### EXERCISE PROMPT
Copy out the part of the lines below that opens with the line containing "Tag wooden post in the picture above." and closes with the line containing "0 817 100 1000", and offset every box coordinate in the answers by 100. Reproduce all other text in those lines unchanged.

######

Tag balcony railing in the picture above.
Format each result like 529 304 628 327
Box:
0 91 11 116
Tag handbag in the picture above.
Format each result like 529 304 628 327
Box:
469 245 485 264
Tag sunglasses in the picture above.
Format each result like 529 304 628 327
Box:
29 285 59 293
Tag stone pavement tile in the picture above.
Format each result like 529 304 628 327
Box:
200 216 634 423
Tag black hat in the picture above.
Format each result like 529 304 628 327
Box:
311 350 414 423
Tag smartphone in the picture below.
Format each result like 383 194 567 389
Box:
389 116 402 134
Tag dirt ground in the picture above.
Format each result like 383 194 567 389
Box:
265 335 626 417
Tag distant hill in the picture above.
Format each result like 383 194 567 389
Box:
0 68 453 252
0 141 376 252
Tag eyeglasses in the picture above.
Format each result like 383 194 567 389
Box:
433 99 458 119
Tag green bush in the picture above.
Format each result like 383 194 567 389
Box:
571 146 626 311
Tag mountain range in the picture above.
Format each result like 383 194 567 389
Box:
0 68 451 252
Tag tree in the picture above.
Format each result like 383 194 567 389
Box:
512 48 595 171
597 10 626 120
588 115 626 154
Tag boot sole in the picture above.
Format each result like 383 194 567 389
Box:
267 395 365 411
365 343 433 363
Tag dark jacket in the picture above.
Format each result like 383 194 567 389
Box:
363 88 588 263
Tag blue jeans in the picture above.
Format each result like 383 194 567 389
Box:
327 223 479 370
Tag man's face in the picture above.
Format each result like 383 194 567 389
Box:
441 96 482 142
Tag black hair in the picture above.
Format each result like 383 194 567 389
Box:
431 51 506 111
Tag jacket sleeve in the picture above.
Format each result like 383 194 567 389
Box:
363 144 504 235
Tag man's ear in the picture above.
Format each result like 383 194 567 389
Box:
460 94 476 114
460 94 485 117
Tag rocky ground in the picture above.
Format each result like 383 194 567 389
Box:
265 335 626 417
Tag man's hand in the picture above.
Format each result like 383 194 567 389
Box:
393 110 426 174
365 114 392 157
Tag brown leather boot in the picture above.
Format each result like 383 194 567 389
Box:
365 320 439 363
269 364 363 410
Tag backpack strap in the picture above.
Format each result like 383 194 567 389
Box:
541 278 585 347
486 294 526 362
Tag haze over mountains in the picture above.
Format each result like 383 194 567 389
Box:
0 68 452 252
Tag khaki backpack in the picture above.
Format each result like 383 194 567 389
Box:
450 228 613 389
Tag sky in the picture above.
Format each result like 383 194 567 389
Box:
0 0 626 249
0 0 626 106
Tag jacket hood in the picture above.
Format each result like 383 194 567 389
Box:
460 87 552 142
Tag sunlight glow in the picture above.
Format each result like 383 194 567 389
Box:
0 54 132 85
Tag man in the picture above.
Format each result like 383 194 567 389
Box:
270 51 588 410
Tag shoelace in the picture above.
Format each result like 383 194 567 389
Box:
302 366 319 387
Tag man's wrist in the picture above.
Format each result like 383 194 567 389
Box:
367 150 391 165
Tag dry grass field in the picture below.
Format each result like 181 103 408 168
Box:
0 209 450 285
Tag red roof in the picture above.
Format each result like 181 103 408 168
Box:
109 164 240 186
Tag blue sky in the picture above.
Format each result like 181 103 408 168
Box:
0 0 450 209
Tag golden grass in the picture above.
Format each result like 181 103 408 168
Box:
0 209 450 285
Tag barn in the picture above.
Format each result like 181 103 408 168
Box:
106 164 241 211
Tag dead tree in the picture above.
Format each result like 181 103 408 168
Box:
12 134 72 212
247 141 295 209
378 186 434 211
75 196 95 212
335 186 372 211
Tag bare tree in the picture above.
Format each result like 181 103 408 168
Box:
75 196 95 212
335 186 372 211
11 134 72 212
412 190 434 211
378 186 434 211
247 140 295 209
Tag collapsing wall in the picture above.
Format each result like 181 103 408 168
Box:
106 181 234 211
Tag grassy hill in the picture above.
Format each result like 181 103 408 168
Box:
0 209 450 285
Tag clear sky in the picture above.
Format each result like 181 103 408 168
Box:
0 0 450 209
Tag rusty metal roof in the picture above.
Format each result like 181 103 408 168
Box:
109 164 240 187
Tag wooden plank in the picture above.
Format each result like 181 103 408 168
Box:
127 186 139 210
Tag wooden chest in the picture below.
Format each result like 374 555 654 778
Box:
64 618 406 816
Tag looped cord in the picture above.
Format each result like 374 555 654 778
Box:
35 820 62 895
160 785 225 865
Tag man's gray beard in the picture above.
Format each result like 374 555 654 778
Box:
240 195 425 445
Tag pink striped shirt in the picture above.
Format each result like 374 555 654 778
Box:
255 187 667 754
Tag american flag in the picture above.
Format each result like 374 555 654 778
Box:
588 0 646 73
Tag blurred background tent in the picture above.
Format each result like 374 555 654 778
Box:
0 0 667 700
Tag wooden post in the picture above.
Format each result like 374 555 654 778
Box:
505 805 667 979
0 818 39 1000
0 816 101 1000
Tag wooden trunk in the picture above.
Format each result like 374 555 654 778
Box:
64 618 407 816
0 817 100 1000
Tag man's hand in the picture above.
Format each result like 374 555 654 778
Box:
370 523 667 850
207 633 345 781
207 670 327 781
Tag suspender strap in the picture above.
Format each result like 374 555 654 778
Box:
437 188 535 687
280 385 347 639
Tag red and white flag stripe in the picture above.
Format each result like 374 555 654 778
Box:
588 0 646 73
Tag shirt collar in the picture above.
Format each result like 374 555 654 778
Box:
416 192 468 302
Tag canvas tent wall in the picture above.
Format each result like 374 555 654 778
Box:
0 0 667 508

######

### TASK OUTPUT
Tag wooden post in the picture above.
Format each result like 374 555 654 778
Box:
605 905 767 1079
100 918 139 1100
100 916 201 1100
Tag wooden trunk in the picture above.
Format each result like 374 555 654 778
Box:
164 718 507 916
100 917 200 1100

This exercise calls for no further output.